WHAT TO PRODUCE:
Leave every picture out and return the rest of the listing verbatim.
Top of LISTED ENTRIES
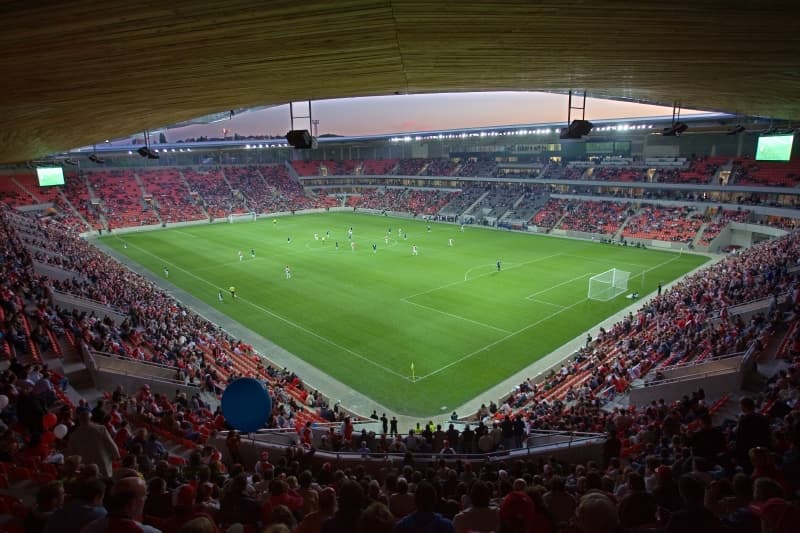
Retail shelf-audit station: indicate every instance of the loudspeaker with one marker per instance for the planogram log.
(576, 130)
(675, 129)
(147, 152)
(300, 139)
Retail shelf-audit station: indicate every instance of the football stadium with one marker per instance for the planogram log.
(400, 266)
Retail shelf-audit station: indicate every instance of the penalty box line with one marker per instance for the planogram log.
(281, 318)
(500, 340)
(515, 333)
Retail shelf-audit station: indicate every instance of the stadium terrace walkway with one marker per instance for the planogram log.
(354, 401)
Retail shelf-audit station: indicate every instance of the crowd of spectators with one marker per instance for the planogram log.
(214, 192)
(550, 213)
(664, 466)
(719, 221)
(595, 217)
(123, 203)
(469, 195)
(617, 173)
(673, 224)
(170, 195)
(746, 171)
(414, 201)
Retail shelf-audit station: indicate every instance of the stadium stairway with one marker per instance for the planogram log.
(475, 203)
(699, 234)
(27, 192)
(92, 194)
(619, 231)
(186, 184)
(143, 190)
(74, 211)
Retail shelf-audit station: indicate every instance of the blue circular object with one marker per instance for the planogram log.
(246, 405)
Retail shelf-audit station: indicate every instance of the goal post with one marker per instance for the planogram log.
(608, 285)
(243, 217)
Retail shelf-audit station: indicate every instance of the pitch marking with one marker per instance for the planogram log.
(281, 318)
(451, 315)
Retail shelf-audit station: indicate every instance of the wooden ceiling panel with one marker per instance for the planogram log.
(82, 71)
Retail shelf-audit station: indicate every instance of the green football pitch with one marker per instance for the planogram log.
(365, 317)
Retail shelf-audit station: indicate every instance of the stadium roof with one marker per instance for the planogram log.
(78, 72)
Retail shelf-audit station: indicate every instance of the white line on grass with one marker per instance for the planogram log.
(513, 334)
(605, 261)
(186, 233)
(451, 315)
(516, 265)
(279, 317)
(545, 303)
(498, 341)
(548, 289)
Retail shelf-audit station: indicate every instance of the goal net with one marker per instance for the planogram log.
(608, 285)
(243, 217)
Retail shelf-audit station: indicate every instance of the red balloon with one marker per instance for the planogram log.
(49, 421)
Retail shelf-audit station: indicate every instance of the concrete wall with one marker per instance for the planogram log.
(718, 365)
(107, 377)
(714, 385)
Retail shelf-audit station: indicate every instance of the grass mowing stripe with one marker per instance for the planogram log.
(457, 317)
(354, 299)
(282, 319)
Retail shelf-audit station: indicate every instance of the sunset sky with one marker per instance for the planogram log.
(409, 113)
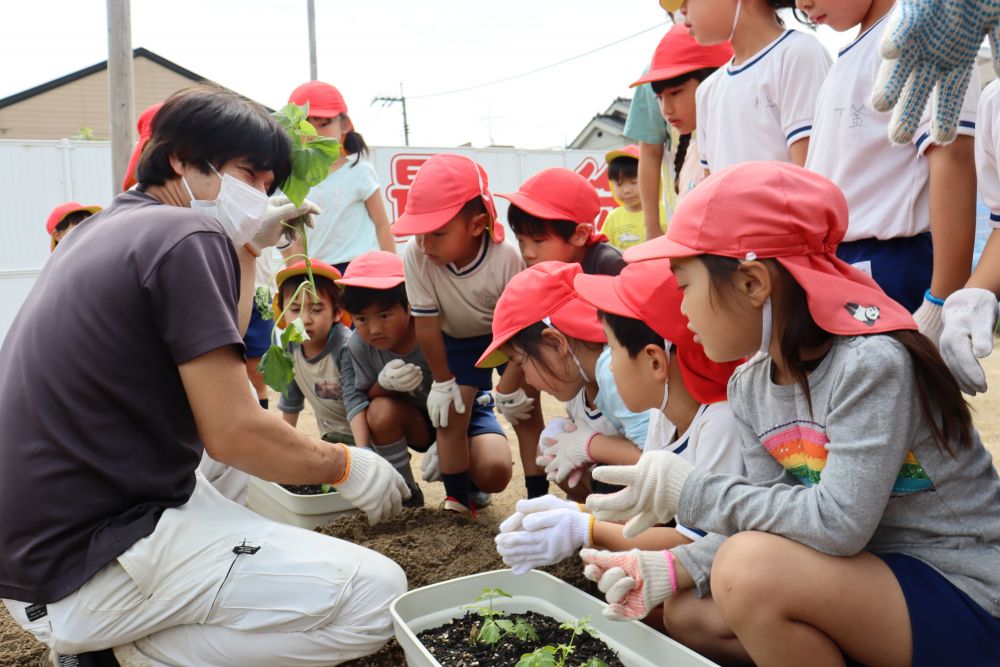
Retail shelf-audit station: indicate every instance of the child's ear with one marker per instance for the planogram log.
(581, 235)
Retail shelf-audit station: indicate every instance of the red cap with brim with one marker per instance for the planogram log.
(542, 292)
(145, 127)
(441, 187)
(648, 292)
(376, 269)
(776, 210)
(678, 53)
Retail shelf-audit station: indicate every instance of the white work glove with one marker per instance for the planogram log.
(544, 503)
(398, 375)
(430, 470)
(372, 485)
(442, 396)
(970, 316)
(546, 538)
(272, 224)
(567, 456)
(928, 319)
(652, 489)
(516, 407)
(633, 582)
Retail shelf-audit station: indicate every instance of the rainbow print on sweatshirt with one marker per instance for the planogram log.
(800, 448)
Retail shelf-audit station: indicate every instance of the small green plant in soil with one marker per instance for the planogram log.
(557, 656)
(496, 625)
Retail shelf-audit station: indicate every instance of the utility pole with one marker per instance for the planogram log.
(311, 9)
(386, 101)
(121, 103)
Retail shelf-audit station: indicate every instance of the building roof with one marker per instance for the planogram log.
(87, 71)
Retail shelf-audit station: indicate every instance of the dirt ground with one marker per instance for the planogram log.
Bottom of LISTED ENTRIES
RESULT OF THIS TASK:
Retail shelf-audit station: indicate every instance of the loudspeaker with one marker per instance for the planogram log.
(576, 130)
(675, 129)
(147, 152)
(300, 139)
Retail shelf-audit station: indicate every instance of the football stadium with one marker per instance for the planogram log.
(400, 266)
Retail shelf-audit station: indicate every instance of the penalty box line with one marker per instance for the planogram log.
(281, 318)
(500, 340)
(515, 333)
Retail shelf-audit station: indicate every instance of the stadium terrace walkway with one marker per instance for the planogram log.
(354, 401)
Retail shelf-audit station: indicate every instance of the crowd of spectators with one marker per instance for the planogram log.
(214, 192)
(550, 213)
(664, 466)
(719, 221)
(595, 217)
(123, 203)
(469, 195)
(617, 173)
(673, 224)
(170, 195)
(746, 171)
(414, 201)
Retail shelf-audit station: indicate every instance of the stadium stairway with one marker per instance for the planogram log.
(475, 203)
(699, 234)
(27, 192)
(92, 194)
(619, 231)
(186, 184)
(143, 190)
(74, 211)
Retail shelf-audit station: indicate every instance of the blue circular object with one marker per instance for the planogram log.
(246, 405)
Retail shelf-audit station: indicate every instance of the goal post with one marker per instance for the planogram log.
(608, 285)
(243, 217)
Retail shelf-audit station: indicate every instance of the pitch marking with one marker per instance for the planogram log.
(281, 318)
(451, 315)
Retail shelf-audit station: indicate every instance of the wooden ceiling panel with one marker per instance for the planogram log.
(82, 71)
Retail shelf-audit station: indicate every instance of the green football pitch with one marker per instance for the planogram log.
(365, 317)
Retail shelf-audit station: indicate every instance of the stadium roof with one marker per instance for the planogram log.
(78, 72)
Retail shelf-audit station: indicate every instance of the white line on grass with one marker per instance for the planogram log.
(513, 334)
(605, 261)
(186, 233)
(451, 315)
(516, 265)
(279, 317)
(545, 303)
(498, 341)
(548, 289)
Retail shelf-audit station: indicate every instance of the goal net with one marker per instance for the planogram log.
(608, 285)
(243, 217)
Retail shelf-audit station: indicate every instance of the red balloon with one marker per instance for the planogram log.
(49, 421)
Retail shelf-audit station: indicate every instance of the concrete wall with one marker per instance for the planogram log.
(718, 365)
(107, 377)
(714, 385)
Retail shelf-audit station: indicate every instance of the grass mowing stripe with one marker per instance for the planogram log.
(457, 317)
(354, 299)
(282, 319)
Retail shelf-audit station: indicate every instance of the sunset sky with one marker per instance for the planogram log.
(409, 113)
Retail shelf-audit station: indicate every instance of the child's ear with one marker per instance for the planogram log.
(581, 235)
Retail shelf-audit station: indicate every instance of the red cap with brim with one marker per instance for the planogram log.
(542, 292)
(145, 127)
(441, 187)
(648, 292)
(376, 269)
(776, 210)
(678, 53)
Retail shelf-audit station: indicate every instance of the white work glove with one marker per instance for the planogram log.
(544, 503)
(398, 375)
(430, 470)
(372, 485)
(442, 396)
(970, 316)
(546, 538)
(272, 224)
(567, 456)
(928, 319)
(652, 489)
(516, 407)
(633, 582)
Retail shelf-audit station: indicate every instance of the rainbow print on sweatshirt with one marker per instance for the planogram log.
(800, 448)
Retail shelf-audit station: indicate every instance of the small green plant in soil with one marker per instance for the planogram log.
(557, 656)
(496, 625)
Retail shelf-audit station: indicate every instance of the utility pole with one marker per instance for the planogram log.
(311, 9)
(386, 101)
(121, 103)
Retail shelf-audit station: indicate every instance of the building roof with one marker per instance for the planogram log.
(87, 71)
Retail shelf-audit station: indicate every instance of the dirt ground with one marker per instance for the planogram log.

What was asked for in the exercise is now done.